** Records supplied follows **

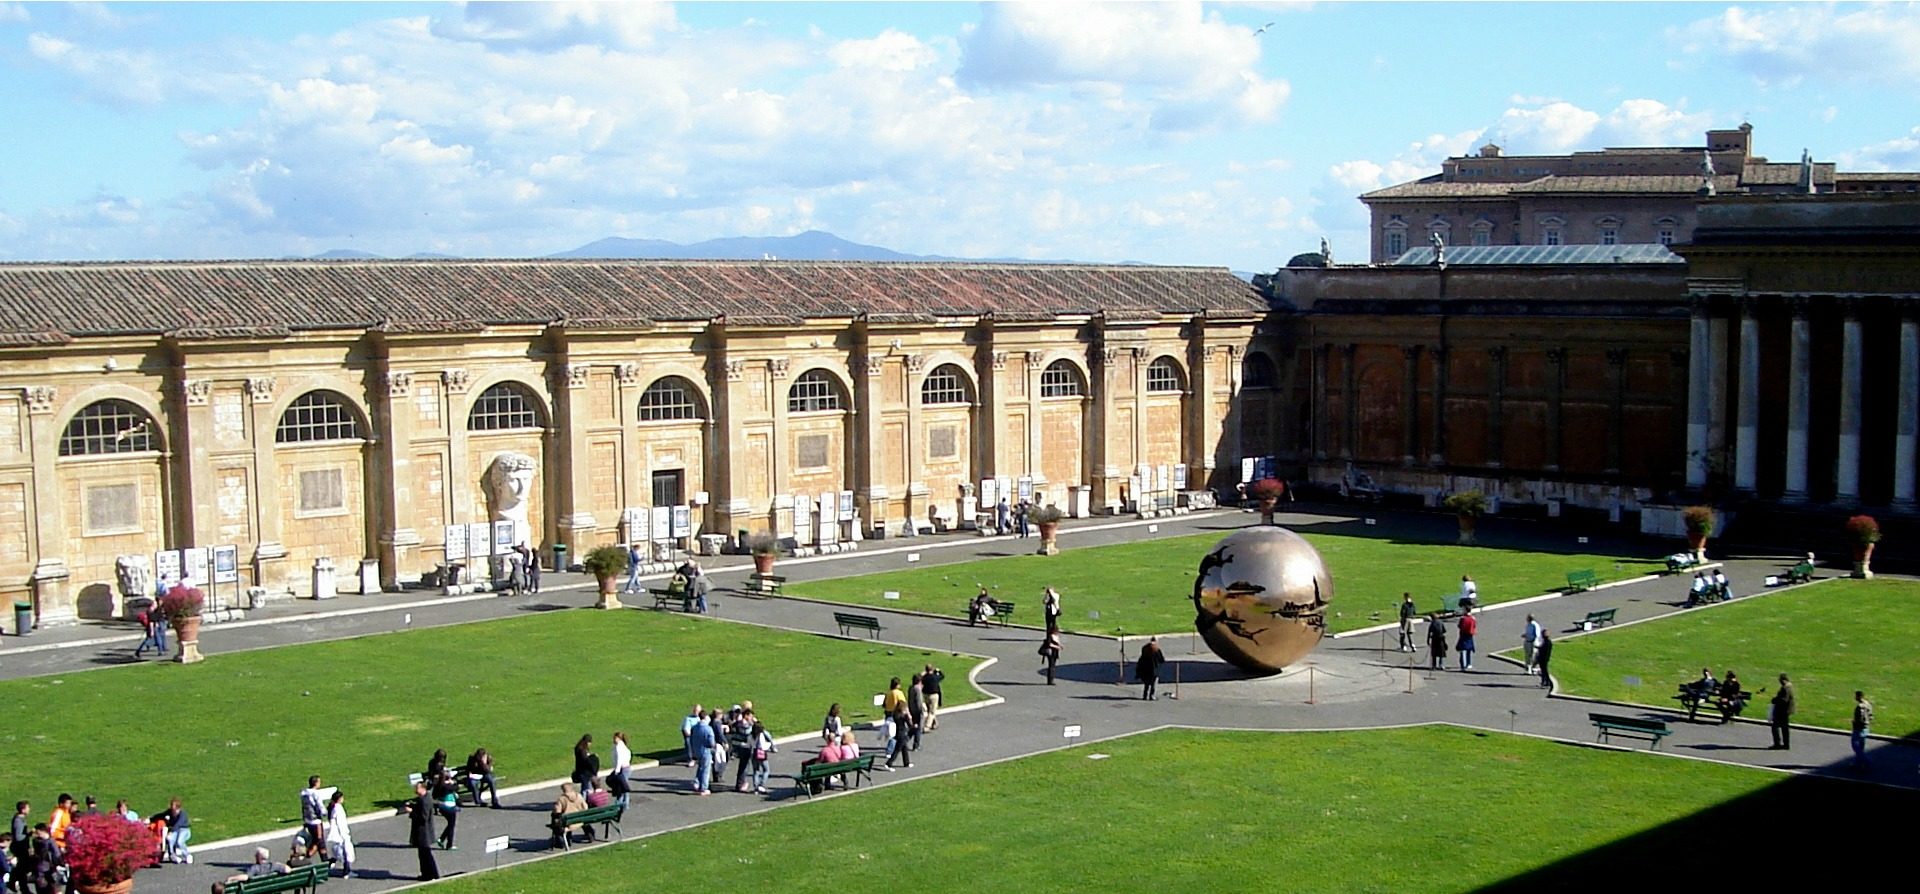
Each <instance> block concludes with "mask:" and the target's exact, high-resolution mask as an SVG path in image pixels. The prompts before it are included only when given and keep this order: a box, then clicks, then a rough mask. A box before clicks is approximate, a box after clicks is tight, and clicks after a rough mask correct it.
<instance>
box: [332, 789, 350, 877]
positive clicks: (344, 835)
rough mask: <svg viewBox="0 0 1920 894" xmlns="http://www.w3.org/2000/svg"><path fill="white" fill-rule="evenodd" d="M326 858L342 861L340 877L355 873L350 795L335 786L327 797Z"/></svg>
mask: <svg viewBox="0 0 1920 894" xmlns="http://www.w3.org/2000/svg"><path fill="white" fill-rule="evenodd" d="M326 859H332V861H334V863H340V877H342V879H348V877H351V875H353V831H351V829H348V796H346V794H340V788H334V796H332V798H326Z"/></svg>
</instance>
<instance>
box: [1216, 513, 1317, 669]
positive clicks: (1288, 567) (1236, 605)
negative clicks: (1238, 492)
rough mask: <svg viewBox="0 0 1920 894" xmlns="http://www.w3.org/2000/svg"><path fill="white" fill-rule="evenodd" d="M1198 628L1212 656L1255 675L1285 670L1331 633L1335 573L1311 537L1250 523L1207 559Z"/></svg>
mask: <svg viewBox="0 0 1920 894" xmlns="http://www.w3.org/2000/svg"><path fill="white" fill-rule="evenodd" d="M1192 599H1194V629H1198V631H1200V639H1204V641H1206V645H1208V648H1212V650H1213V654H1217V656H1221V658H1225V660H1227V662H1231V664H1233V666H1235V668H1240V670H1246V671H1252V673H1279V671H1283V670H1286V666H1288V664H1294V662H1298V660H1300V658H1306V654H1308V652H1311V650H1313V647H1317V645H1319V641H1321V637H1323V635H1325V633H1327V604H1329V602H1332V576H1329V574H1327V562H1323V560H1321V556H1319V551H1315V549H1313V545H1311V543H1308V541H1306V537H1302V535H1298V533H1294V531H1288V529H1286V528H1273V526H1261V528H1246V529H1240V531H1236V533H1233V535H1229V537H1225V539H1221V541H1219V543H1215V545H1213V549H1212V551H1208V554H1206V556H1204V558H1202V560H1200V574H1198V576H1196V577H1194V595H1192Z"/></svg>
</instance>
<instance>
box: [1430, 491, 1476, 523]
mask: <svg viewBox="0 0 1920 894" xmlns="http://www.w3.org/2000/svg"><path fill="white" fill-rule="evenodd" d="M1440 505H1442V506H1446V508H1448V510H1450V512H1453V514H1457V516H1467V518H1473V516H1480V514H1486V495H1484V493H1480V491H1459V493H1453V495H1450V497H1448V499H1446V501H1442V503H1440Z"/></svg>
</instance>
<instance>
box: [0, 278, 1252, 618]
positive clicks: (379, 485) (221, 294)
mask: <svg viewBox="0 0 1920 894" xmlns="http://www.w3.org/2000/svg"><path fill="white" fill-rule="evenodd" d="M0 313H4V317H0V599H17V600H31V604H33V606H35V614H36V620H38V623H40V625H52V623H65V622H71V620H75V618H104V616H113V614H117V612H119V610H121V593H119V587H117V585H115V560H117V556H152V554H156V553H161V551H177V549H186V547H202V549H205V547H217V549H221V551H225V549H227V547H232V551H225V554H227V556H228V558H227V562H230V564H232V566H230V568H225V570H227V574H228V577H230V579H232V587H236V589H238V587H253V585H257V587H265V589H267V591H271V593H288V591H292V593H300V595H309V593H307V589H309V579H311V577H309V568H311V566H313V564H315V562H317V560H323V558H326V560H332V562H334V564H336V566H338V568H340V572H342V574H340V579H338V581H340V585H342V587H348V585H351V577H353V574H351V572H353V570H355V568H359V564H361V562H363V560H369V562H372V564H371V566H369V572H371V574H376V576H378V583H380V585H382V587H386V589H394V587H399V585H405V583H419V581H422V579H432V576H436V574H440V570H442V566H445V564H447V560H449V556H455V558H463V556H468V554H470V553H474V549H470V547H476V545H472V543H455V545H453V549H451V551H449V543H447V541H449V539H457V537H459V533H461V529H463V528H465V526H472V524H480V522H486V524H493V522H499V520H513V526H515V528H513V533H511V537H513V539H518V541H524V543H526V545H528V547H534V549H540V551H541V553H543V554H551V551H553V549H555V547H561V549H564V551H568V553H570V554H572V556H580V554H582V551H586V549H591V547H593V545H601V543H628V541H632V539H639V541H649V539H657V535H659V533H660V531H659V526H657V524H655V510H672V508H680V510H682V512H680V518H676V522H680V526H676V528H678V529H668V531H666V533H668V535H670V539H674V541H676V543H680V545H687V539H685V537H684V535H689V533H699V531H708V533H712V531H720V533H733V531H741V529H745V531H776V533H780V535H785V537H795V541H797V543H816V541H833V539H851V537H856V535H874V533H895V535H897V533H899V531H900V529H904V524H906V520H910V518H912V520H920V522H937V524H943V526H958V524H962V522H972V516H968V512H972V510H973V508H975V506H977V503H979V501H981V497H983V495H981V493H975V489H977V487H981V483H983V482H989V480H991V482H998V485H1000V487H1004V491H1000V493H1006V491H1012V489H1014V487H1016V485H1014V482H1020V483H1018V487H1020V489H1021V491H1029V493H1033V495H1035V499H1037V501H1041V503H1058V505H1060V506H1064V508H1069V510H1071V512H1075V514H1089V512H1110V510H1119V508H1129V505H1131V503H1133V501H1139V499H1150V497H1154V499H1177V497H1175V493H1173V491H1175V489H1202V487H1206V485H1217V483H1221V482H1213V478H1219V476H1221V474H1225V472H1227V466H1229V464H1233V460H1235V459H1236V457H1238V455H1242V453H1254V451H1258V445H1260V443H1263V441H1265V439H1269V437H1271V432H1263V430H1260V428H1258V424H1256V426H1254V428H1250V430H1248V428H1246V426H1242V418H1240V414H1236V412H1233V411H1231V407H1233V401H1235V395H1236V393H1238V391H1240V388H1242V368H1244V370H1250V372H1248V374H1250V376H1252V378H1254V382H1256V384H1254V388H1256V389H1261V391H1265V389H1271V388H1273V384H1275V382H1277V378H1279V376H1277V374H1275V361H1273V359H1269V357H1265V355H1261V353H1260V351H1258V349H1256V353H1248V349H1250V345H1254V343H1256V336H1254V330H1256V326H1258V324H1260V322H1261V320H1263V318H1265V315H1267V301H1265V299H1263V295H1260V294H1258V292H1256V290H1252V288H1250V286H1248V284H1246V282H1244V280H1240V278H1238V276H1235V274H1231V272H1229V271H1225V269H1185V267H1094V265H960V263H950V265H941V263H887V265H877V263H803V261H766V263H728V261H689V263H660V261H630V263H626V261H227V263H19V265H0ZM1267 401H1269V399H1267V397H1261V401H1256V405H1254V407H1256V416H1260V418H1269V416H1271V418H1279V416H1283V412H1277V411H1273V409H1269V407H1267ZM1242 437H1244V439H1246V441H1248V443H1252V445H1256V449H1254V451H1242V445H1240V439H1242ZM1169 468H1171V470H1177V472H1179V474H1173V476H1167V474H1165V470H1169ZM1156 472H1158V476H1156ZM1142 482H1144V483H1142ZM1229 485H1231V483H1229ZM1135 489H1142V491H1144V489H1152V491H1154V493H1129V491H1135ZM849 508H851V510H849ZM682 526H684V528H682ZM495 533H497V529H495ZM478 549H484V545H478ZM213 574H217V572H213Z"/></svg>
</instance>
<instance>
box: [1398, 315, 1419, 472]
mask: <svg viewBox="0 0 1920 894" xmlns="http://www.w3.org/2000/svg"><path fill="white" fill-rule="evenodd" d="M1400 351H1402V353H1404V355H1405V361H1407V384H1405V388H1404V389H1402V393H1404V395H1405V401H1407V405H1405V407H1404V411H1405V414H1404V422H1402V424H1400V426H1402V432H1400V434H1402V439H1404V441H1402V443H1404V445H1405V447H1402V451H1400V464H1402V466H1411V464H1413V457H1419V453H1421V345H1405V347H1402V349H1400Z"/></svg>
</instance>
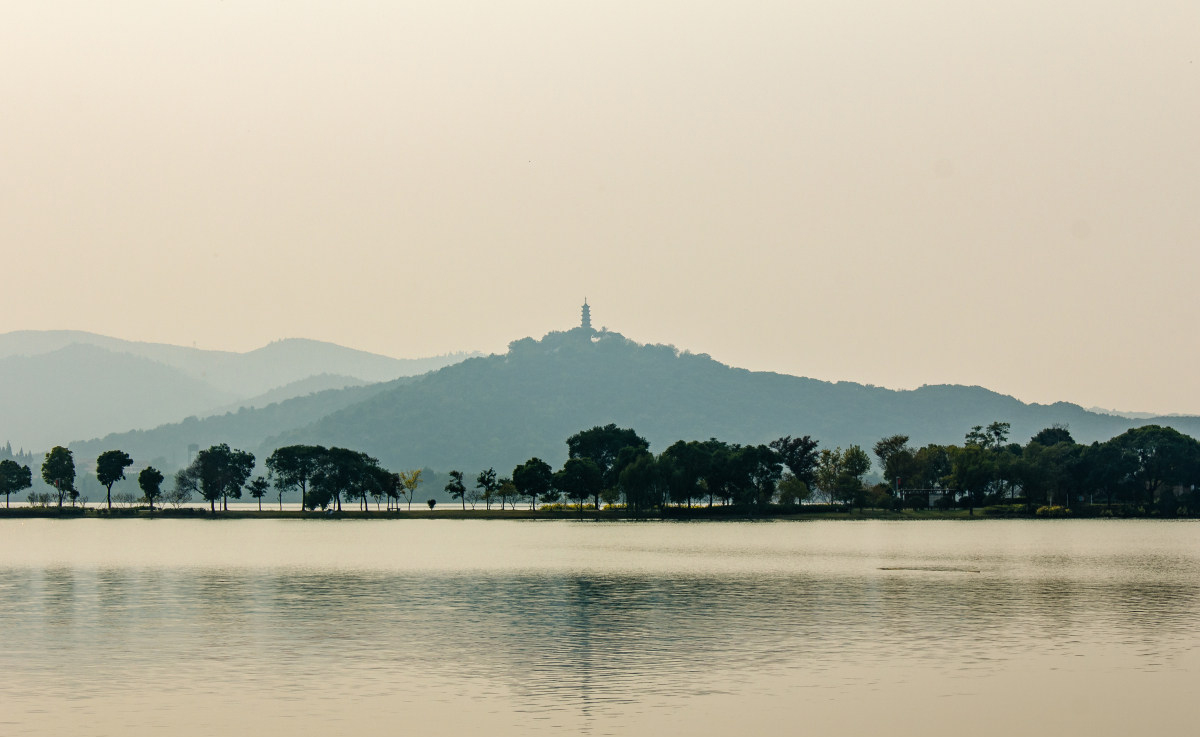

** End of Records supplied **

→ The problem:
Copy out the listing from its beginning through the line containing "box: [332, 789, 350, 877]", including that line, and leave out the pictures.

→ Worked solution:
Each <instance> block concludes with "mask:" and the target's exact, high-resolution mask as an SVG path in image pixels. The prompts before it are included only when given and keep this order: a box, then clicks, then a rough mask. A box before clicks is approximate, a box after clicks is tight, and clicks after a rough mask correct it.
<instance>
box: [332, 789, 350, 877]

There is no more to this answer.